━━ Data rows ━━
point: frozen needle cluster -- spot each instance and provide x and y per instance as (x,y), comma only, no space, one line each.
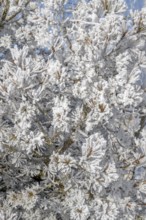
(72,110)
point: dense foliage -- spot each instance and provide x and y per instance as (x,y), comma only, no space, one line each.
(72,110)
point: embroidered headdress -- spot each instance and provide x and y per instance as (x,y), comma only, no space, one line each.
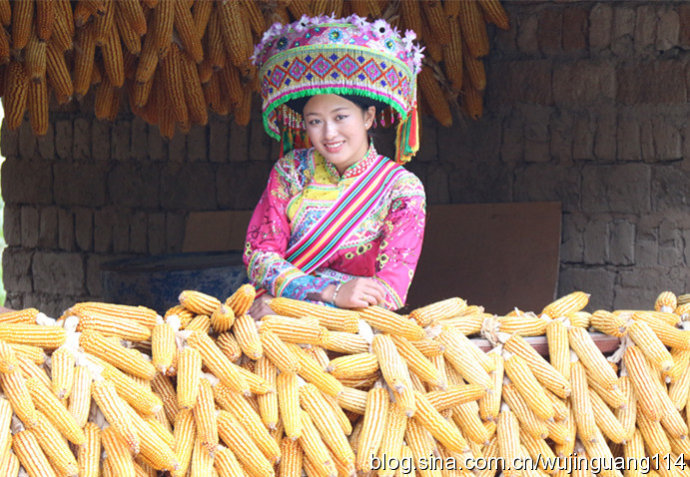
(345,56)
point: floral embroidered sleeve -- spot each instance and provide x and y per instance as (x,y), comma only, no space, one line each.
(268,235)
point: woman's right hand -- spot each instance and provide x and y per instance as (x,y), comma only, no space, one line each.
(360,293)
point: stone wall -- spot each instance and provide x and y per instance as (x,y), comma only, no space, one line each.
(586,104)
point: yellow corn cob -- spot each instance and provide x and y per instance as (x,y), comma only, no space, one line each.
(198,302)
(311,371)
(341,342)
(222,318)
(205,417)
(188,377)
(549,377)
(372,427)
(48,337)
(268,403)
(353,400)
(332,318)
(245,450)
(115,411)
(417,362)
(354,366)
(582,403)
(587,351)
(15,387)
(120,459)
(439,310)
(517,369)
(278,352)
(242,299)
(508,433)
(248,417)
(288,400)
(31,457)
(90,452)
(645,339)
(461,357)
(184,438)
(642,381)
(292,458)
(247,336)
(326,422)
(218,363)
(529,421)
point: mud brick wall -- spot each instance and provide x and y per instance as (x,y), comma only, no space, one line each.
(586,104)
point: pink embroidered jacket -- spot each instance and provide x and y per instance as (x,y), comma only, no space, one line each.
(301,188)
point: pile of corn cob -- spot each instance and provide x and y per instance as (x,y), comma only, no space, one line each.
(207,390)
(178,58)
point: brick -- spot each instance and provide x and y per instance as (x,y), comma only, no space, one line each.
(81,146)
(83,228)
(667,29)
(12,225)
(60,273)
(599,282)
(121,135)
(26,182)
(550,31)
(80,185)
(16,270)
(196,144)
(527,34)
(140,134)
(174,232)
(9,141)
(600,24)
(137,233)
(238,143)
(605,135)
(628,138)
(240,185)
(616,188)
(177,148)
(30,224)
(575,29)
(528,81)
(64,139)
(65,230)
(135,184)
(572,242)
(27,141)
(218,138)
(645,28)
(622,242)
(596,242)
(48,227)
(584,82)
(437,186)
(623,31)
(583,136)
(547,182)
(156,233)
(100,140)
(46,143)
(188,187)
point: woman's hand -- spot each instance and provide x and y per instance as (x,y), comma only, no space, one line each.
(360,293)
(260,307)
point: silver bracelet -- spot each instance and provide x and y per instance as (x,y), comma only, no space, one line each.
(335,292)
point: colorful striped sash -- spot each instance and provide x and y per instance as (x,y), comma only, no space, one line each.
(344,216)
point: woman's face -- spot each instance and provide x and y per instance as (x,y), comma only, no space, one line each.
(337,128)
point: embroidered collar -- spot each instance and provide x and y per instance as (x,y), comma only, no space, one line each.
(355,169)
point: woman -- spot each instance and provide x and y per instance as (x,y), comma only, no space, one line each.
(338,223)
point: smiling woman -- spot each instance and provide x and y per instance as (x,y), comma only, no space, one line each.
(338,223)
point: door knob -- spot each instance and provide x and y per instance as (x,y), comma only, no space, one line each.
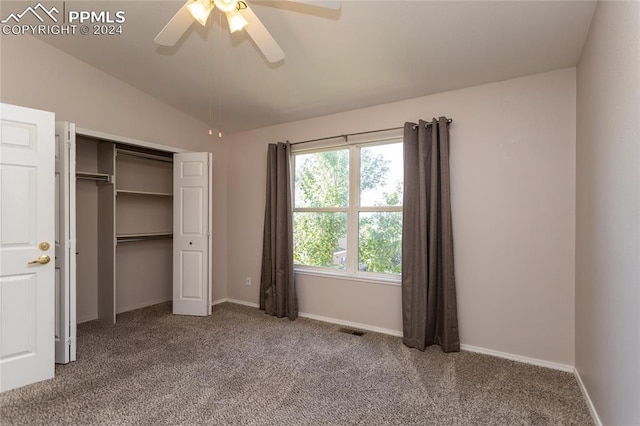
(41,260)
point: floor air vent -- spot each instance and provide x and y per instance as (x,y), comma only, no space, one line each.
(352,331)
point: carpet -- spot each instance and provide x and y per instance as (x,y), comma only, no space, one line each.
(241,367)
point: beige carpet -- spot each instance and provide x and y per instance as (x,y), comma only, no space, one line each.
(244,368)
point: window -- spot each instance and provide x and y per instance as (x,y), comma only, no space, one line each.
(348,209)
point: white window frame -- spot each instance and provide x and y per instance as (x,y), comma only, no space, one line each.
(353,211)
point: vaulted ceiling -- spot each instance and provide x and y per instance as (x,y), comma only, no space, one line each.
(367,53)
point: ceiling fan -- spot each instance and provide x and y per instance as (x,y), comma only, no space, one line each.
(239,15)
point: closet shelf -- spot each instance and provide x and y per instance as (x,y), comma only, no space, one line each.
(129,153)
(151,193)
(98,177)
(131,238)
━━━
━━ Data rows ━━
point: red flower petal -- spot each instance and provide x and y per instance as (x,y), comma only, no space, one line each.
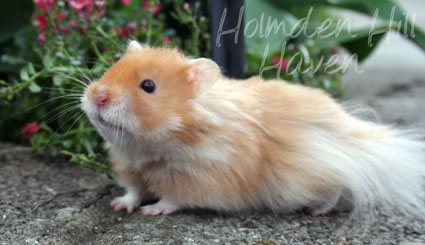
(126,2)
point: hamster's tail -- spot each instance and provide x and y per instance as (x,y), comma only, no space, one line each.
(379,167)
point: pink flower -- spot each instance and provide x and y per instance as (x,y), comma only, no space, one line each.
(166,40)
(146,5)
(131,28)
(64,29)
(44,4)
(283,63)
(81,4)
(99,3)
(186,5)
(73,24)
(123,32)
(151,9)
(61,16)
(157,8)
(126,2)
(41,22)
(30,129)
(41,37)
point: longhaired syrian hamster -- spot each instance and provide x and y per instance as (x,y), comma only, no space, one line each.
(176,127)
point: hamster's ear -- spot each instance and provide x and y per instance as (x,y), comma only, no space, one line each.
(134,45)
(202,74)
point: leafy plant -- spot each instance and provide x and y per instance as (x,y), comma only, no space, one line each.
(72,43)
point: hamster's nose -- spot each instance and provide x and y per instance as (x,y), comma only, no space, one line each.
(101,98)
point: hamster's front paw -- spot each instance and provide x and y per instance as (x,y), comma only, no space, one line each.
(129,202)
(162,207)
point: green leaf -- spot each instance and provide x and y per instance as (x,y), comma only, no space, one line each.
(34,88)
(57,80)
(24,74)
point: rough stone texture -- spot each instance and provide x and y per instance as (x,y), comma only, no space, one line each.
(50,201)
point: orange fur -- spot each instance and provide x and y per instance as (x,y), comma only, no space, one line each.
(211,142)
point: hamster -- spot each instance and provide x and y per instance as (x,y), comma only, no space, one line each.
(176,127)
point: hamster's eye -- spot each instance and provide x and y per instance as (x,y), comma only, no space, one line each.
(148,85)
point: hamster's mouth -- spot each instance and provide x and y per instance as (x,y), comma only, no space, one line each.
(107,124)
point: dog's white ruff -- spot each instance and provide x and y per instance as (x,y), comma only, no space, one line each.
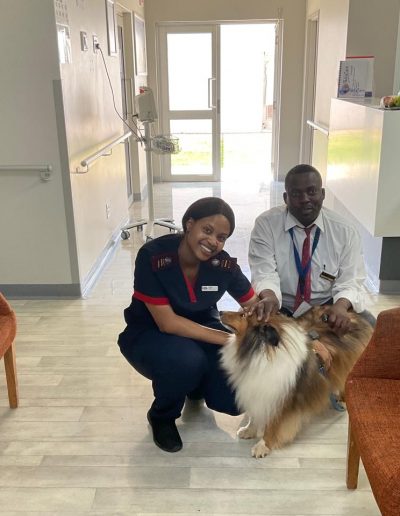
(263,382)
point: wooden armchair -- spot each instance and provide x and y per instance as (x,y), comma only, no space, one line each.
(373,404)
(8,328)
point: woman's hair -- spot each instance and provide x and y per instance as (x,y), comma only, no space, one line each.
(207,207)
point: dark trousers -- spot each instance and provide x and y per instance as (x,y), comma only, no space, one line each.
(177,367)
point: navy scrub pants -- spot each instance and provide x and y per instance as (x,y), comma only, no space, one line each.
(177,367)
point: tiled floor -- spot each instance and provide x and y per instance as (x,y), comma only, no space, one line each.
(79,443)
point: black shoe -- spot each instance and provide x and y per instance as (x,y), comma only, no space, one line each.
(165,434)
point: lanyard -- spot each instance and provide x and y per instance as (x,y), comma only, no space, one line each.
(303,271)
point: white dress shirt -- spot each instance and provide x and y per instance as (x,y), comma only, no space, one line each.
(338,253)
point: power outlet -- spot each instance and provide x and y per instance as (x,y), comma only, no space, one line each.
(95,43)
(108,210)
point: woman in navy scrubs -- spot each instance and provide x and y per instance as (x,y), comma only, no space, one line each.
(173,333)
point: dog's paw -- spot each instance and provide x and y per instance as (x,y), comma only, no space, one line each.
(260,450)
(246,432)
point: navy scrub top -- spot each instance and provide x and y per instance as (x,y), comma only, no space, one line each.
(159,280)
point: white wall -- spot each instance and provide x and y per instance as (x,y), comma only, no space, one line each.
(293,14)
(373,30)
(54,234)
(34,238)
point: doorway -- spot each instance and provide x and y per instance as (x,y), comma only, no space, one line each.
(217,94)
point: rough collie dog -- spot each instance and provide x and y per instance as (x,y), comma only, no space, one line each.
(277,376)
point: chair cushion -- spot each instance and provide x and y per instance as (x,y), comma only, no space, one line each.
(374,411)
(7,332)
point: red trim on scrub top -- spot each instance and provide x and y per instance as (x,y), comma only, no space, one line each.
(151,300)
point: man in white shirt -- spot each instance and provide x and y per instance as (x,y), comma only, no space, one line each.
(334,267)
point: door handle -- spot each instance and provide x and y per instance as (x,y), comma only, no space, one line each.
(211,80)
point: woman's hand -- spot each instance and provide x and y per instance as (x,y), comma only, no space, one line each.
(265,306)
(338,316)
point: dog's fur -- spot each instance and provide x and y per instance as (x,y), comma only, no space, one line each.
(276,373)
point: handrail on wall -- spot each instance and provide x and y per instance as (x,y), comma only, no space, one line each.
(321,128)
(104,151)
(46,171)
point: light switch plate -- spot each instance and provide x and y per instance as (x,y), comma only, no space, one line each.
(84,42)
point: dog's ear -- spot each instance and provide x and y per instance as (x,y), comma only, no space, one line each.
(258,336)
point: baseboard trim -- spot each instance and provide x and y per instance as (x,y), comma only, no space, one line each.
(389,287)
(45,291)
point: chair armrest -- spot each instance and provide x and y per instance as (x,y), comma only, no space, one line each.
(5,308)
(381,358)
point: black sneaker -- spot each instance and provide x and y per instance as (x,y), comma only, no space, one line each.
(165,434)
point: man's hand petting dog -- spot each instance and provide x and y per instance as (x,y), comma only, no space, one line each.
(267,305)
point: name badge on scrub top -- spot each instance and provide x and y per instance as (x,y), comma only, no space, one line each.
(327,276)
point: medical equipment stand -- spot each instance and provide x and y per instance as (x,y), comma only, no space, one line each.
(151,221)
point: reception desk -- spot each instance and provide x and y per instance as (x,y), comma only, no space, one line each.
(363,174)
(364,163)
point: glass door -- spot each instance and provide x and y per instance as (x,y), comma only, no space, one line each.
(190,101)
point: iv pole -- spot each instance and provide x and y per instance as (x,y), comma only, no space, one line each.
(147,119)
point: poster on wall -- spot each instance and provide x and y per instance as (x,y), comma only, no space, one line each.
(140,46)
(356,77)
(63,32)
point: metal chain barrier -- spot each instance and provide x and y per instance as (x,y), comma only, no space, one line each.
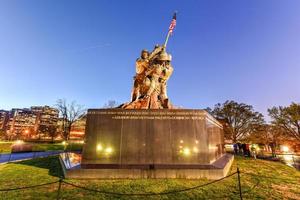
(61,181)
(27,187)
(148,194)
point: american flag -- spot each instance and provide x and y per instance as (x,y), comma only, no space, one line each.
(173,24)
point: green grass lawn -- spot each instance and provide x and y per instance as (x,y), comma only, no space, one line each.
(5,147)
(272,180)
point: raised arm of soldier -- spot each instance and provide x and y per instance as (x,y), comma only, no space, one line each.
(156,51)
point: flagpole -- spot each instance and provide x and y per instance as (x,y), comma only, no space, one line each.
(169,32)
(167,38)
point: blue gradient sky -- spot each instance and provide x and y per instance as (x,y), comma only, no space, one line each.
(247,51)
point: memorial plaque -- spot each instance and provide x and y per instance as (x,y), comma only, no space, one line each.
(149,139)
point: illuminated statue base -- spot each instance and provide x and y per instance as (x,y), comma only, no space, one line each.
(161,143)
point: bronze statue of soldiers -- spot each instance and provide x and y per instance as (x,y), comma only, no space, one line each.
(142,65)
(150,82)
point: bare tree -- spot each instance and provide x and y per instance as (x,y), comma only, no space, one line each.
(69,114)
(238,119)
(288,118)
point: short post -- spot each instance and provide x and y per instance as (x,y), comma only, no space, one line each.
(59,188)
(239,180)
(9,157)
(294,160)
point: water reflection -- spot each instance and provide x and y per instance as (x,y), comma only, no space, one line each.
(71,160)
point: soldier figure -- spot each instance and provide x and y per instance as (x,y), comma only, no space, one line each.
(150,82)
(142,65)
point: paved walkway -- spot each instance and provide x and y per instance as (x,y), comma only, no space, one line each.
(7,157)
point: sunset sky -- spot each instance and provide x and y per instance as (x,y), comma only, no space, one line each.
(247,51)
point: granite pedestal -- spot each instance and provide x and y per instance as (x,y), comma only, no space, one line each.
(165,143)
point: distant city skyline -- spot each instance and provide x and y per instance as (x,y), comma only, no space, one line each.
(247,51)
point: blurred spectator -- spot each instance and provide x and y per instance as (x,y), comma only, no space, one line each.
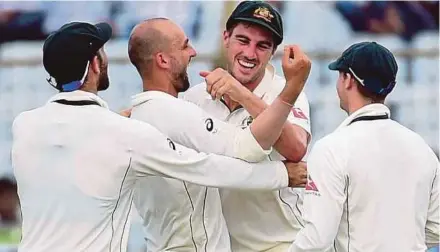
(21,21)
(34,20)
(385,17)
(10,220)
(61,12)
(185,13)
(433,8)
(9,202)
━━━
━━ Data rows ━━
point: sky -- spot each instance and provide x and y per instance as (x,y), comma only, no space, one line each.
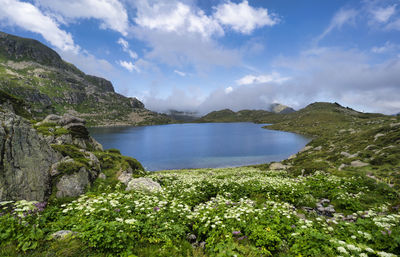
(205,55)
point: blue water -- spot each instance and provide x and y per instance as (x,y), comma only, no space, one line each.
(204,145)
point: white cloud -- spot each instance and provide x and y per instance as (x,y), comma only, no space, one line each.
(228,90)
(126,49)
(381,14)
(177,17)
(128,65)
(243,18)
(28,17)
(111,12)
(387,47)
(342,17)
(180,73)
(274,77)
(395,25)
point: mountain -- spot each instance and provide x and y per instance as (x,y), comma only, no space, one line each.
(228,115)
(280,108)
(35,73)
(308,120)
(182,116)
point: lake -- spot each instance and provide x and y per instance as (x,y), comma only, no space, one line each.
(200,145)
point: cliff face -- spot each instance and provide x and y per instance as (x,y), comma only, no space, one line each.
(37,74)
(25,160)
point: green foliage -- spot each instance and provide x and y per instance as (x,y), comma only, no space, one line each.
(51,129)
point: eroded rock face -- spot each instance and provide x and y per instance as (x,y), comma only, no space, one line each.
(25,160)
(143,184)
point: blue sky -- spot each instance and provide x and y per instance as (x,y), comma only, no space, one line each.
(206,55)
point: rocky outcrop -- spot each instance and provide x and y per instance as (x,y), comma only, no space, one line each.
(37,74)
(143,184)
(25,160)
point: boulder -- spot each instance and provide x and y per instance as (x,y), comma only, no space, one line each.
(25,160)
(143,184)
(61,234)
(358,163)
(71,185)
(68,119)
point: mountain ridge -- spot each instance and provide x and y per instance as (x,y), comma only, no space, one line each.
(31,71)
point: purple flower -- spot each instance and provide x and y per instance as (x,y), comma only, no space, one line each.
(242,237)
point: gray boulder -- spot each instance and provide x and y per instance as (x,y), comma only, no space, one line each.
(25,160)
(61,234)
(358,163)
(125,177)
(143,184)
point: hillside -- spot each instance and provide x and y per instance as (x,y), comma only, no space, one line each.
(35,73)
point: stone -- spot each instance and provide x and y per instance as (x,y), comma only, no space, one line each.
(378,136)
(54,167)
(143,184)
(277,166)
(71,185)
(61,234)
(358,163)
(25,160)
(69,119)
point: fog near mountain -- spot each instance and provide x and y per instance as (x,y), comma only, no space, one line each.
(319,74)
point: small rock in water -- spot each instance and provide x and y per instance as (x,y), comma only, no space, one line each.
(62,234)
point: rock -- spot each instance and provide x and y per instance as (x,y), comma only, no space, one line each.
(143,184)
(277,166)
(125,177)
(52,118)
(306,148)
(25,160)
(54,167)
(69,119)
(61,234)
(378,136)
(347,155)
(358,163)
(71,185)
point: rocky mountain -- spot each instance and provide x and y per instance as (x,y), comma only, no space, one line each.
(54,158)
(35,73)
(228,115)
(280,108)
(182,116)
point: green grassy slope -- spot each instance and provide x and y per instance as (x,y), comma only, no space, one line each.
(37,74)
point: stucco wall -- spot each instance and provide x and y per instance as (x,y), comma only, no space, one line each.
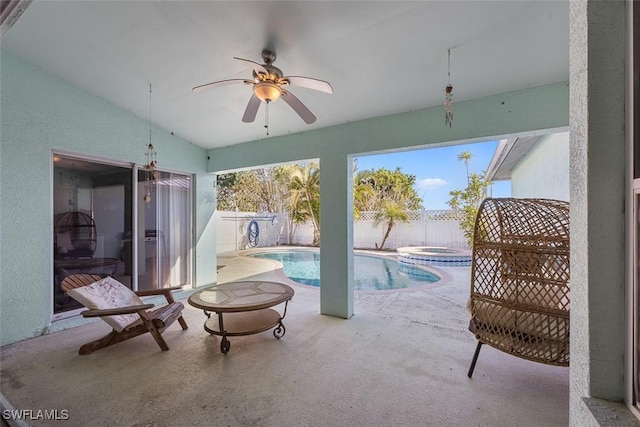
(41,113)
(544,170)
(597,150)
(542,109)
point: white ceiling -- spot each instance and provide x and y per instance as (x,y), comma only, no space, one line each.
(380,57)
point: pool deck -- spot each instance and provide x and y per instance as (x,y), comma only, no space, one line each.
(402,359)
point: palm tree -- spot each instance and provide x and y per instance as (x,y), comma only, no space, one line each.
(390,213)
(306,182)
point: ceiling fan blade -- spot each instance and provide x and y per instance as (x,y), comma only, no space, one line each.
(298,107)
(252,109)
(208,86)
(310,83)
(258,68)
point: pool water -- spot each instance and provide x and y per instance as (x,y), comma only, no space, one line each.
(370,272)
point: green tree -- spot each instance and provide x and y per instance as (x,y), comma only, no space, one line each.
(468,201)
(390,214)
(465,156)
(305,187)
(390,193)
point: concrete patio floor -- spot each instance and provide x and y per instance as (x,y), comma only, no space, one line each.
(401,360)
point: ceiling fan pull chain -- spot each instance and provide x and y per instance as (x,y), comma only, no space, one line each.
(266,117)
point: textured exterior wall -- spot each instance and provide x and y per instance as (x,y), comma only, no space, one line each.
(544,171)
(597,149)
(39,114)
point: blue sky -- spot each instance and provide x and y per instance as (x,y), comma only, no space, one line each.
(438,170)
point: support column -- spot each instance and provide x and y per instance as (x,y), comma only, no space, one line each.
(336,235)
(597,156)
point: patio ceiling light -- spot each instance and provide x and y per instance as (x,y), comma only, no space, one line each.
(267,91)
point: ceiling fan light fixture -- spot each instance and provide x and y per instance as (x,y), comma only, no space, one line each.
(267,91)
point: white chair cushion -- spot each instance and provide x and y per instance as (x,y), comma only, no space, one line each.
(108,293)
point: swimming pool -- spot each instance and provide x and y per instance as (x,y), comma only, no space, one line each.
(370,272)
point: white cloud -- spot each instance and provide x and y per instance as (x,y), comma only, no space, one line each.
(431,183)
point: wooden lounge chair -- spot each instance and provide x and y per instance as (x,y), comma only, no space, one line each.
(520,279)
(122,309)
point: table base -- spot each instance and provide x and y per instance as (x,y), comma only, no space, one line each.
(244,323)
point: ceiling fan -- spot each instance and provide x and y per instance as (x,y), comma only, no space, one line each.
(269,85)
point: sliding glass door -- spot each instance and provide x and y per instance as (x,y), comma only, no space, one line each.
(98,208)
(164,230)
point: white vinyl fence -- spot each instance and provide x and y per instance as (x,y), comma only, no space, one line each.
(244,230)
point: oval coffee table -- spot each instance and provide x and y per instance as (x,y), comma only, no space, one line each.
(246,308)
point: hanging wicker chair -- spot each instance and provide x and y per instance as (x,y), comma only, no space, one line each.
━━━
What you should do: Rewrite the rows between the line containing "point: table base" and the line containing "point: hanging wicker", inclusive, replacing "sliding glass door" with "patio door" and changing nothing else.

Result below:
point: table base -- spot each instance and provide x and y per instance as (x,y), comma only, no space, one line each.
(244,323)
point: ceiling fan -- spot each instance and provide x and y per instance as (x,y), comma only, no space, one line each.
(269,85)
point: patio door -- spot each instance and provide x and y per instance as (x,y), comma only, no space, one line each.
(98,208)
(164,230)
point: white vinyl fence -- spot each instance and provide x and y per instance as (x,y), comma only, no space, one line each.
(244,230)
point: oval coffee table -- spot each instance and provide x and y per instance as (x,y), comma only, no space, one line each.
(246,308)
point: hanging wicker chair -- spot each instance and provide x and y per instance as (x,y), comma only, no space, one line each.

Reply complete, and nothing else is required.